> **STATED TASK**:
Display every line of the data that contains the string "instance". Case counts.
--- START RECORDS SUPPLIED ---
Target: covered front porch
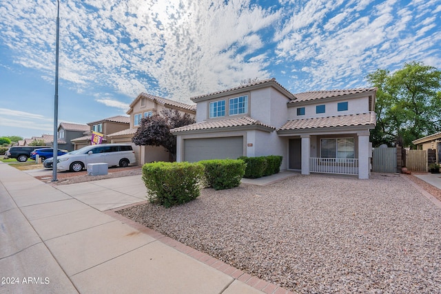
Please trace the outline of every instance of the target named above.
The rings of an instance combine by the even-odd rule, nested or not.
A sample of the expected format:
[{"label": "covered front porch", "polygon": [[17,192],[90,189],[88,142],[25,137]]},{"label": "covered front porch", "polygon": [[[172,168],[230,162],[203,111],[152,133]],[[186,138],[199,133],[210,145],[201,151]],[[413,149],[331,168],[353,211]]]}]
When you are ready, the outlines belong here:
[{"label": "covered front porch", "polygon": [[302,134],[288,138],[288,169],[358,176],[370,174],[369,131],[354,133]]}]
--- END RECORDS SUPPLIED ---
> **THE RESPONSE**:
Please trace the outline of every instance of the target named above.
The rings of an instance combine by the even-odd rule, nested or not.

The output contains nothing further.